____ DATA EXTRACTS
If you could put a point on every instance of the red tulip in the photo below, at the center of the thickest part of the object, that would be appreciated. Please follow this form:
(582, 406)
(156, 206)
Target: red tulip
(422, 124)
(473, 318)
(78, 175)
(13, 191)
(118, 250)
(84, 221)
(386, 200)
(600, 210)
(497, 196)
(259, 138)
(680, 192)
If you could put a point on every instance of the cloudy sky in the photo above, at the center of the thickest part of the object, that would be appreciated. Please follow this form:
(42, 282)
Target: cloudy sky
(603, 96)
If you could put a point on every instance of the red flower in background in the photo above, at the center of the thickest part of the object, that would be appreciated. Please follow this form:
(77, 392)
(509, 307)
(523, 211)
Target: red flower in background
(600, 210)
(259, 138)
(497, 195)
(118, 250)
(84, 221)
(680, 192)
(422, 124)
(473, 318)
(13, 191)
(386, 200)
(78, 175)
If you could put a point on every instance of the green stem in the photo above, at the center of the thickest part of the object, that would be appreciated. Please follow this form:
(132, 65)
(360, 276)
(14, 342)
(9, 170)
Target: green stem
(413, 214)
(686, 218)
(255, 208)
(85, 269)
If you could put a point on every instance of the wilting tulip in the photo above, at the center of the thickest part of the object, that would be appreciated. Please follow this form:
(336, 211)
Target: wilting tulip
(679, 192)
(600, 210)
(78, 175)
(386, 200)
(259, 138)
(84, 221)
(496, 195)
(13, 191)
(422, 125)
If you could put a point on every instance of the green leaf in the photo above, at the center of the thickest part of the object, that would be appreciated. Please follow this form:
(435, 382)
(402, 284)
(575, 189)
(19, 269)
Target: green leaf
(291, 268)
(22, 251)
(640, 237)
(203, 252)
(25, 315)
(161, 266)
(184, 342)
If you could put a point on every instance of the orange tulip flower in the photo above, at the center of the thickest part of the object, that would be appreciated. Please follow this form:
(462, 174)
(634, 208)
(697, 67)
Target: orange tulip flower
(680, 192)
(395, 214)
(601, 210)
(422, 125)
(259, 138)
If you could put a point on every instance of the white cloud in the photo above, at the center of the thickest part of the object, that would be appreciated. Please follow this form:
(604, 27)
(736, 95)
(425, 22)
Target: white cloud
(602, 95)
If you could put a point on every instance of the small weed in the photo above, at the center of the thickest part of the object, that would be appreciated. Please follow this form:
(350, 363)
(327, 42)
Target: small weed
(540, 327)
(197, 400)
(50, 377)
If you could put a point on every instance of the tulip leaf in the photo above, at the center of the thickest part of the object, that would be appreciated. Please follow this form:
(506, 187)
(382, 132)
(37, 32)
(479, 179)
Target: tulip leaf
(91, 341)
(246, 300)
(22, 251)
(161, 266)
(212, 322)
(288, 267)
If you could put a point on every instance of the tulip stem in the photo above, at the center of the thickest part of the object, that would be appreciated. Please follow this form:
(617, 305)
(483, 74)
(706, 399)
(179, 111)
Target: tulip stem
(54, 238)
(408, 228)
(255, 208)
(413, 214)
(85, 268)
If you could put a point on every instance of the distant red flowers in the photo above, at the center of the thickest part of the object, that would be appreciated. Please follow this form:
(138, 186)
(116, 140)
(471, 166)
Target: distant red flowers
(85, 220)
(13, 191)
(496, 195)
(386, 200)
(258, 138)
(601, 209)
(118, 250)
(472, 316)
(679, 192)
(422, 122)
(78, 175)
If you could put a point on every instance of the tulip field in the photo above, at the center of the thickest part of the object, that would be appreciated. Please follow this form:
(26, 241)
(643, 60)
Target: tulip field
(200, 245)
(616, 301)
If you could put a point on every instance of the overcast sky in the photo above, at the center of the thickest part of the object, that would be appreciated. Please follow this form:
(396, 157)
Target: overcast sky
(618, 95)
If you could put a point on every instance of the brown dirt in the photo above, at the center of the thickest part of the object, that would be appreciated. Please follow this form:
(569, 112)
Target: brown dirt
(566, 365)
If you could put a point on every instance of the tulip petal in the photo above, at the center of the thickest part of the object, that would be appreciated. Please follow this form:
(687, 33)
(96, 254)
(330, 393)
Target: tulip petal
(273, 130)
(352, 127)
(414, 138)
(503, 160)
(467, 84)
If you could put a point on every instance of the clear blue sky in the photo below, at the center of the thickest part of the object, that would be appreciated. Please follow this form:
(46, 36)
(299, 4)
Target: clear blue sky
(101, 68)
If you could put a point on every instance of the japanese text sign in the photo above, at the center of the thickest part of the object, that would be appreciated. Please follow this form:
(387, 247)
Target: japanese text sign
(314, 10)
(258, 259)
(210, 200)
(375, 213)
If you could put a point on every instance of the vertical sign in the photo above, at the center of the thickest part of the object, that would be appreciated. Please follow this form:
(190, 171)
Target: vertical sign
________
● **PROMPT**
The records above need to be duplicated. Keep every word unchanged.

● **SOLUTION FOR THIS TASK**
If you could put a point on every instance of the red tulip in the photo below, at the center of the thickest part of the object, that would be appreciated. Please follow this form:
(582, 406)
(156, 206)
Target: red tulip
(422, 124)
(473, 318)
(78, 175)
(13, 191)
(118, 250)
(84, 221)
(386, 200)
(600, 210)
(497, 196)
(259, 138)
(680, 192)
If you could put a point on every instance of the cloudy sky in the photo above, at the center of the thickest part of the object, that would be appreciated. Please follow this form:
(42, 282)
Target: cloudy sky
(603, 96)
If you could put a point on every instance of the red flower in background in the photo above, at the center of the thickest part of the object, that would be appreciated. Please follow this form:
(77, 392)
(509, 307)
(523, 211)
Target: red flower in background
(600, 210)
(259, 138)
(497, 195)
(118, 250)
(84, 221)
(680, 192)
(422, 124)
(473, 318)
(13, 191)
(386, 200)
(78, 175)
If you could put a point on every instance of the green stem in the photo above, at the center of the thickest part of the object, that would be appreciated. Please follow this form:
(132, 65)
(360, 276)
(14, 342)
(9, 170)
Target: green stem
(413, 214)
(686, 218)
(255, 208)
(85, 269)
If you could put a point on every instance of the wilting tulip in the photo above, at the center of the thickest part of the object, that would be appreciated. Please follow this form:
(336, 211)
Target: wilting tulip
(679, 192)
(600, 210)
(78, 175)
(386, 200)
(259, 138)
(84, 221)
(496, 195)
(13, 191)
(422, 125)
If you could put a point on every instance of the green leaf in the photo above, at the center of the thickest part of the object, that would be appreciated. Please follow this form:
(435, 382)
(402, 284)
(575, 189)
(19, 269)
Target: green leaf
(291, 268)
(22, 251)
(640, 237)
(203, 252)
(25, 315)
(161, 266)
(184, 342)
If you could put a point on every instance of the orange tulip flower in the photo above, at the center of the thickest part of the object, that would be appreciated. Please follow this form:
(462, 174)
(634, 208)
(697, 67)
Target: orange tulip flower
(680, 192)
(395, 214)
(601, 210)
(422, 125)
(259, 138)
If you could put a point on every instance of the white cloud in the photo above, at the center of the thickest part of the object, that would be appreciated. Please follow this form:
(604, 27)
(736, 95)
(425, 22)
Target: white cloud
(602, 95)
If you could put a point on every instance of the small weed in the photo above, at the center of the thickest part of the object, that would be appreciated. Please follow this form:
(350, 363)
(327, 42)
Target: small weed
(540, 327)
(197, 400)
(50, 377)
If you could put a point on every instance of the tulip leaf in the photo above, at the center of the thickest part of the object, that would be appreciated. Please follow this form:
(506, 187)
(382, 132)
(37, 32)
(479, 179)
Target: tulip leaf
(91, 341)
(246, 300)
(22, 251)
(161, 266)
(212, 322)
(288, 267)
If you could put a point on every instance of the tulip stem in the photo above, at the center of the thickest part of the object, that would be appreciated. Please follow this form:
(617, 305)
(483, 74)
(706, 399)
(179, 111)
Target: tulip stem
(54, 238)
(408, 228)
(255, 208)
(413, 214)
(85, 268)
If you could put a point on every instance of the distant red flowers in the photo above, at the center of the thickest part of the object, that would be appreciated. Please follow this form:
(138, 186)
(116, 140)
(471, 166)
Target: distant red flowers
(85, 220)
(13, 191)
(496, 195)
(386, 200)
(258, 138)
(601, 209)
(118, 250)
(472, 316)
(679, 192)
(422, 122)
(78, 175)
If you could put a point on every instance of the tulip field in the photo above, at the center of the thickest part of the object, that would be appreciated. Please follow this form:
(26, 241)
(643, 60)
Target: tulip field
(200, 245)
(616, 301)
If you could put a point on every instance of the overcast sky in the photo above, at the center of the thickest part of the object, that would be appreciated. Please follow this form:
(396, 157)
Target: overcast sky
(618, 95)
If you could put a point on every instance of the brown dirt in the photo above, at the center of the thickest part of the object, that would be appreciated. Please follow this form:
(569, 112)
Target: brown dirt
(566, 365)
If you could put a point on every instance of the tulip petal in the photo above, at the center of the thickest part of the object, that would be appreciated. Please follow this form:
(687, 33)
(96, 254)
(330, 393)
Target: tulip petal
(273, 130)
(352, 127)
(414, 138)
(503, 160)
(467, 84)
If you could put a point on every instance of the clear blue sky in the photo below, at the center of the thickest part of the object, that would be appreciated. Please follow this form:
(46, 36)
(299, 4)
Target: clear blue sky
(101, 68)
If you could put a point on every instance of the japanese text sign in the photo above, at the center of the thickest part of the object, that would be appreciated. Please follow this form:
(387, 247)
Target: japanese text sign
(314, 10)
(258, 259)
(210, 200)
(375, 213)
If you could put a point on every instance of the vertical sign in the photo above, at the center of the thickest part of the object, that would be appreciated. Please follow this form:
(190, 171)
Target: vertical sign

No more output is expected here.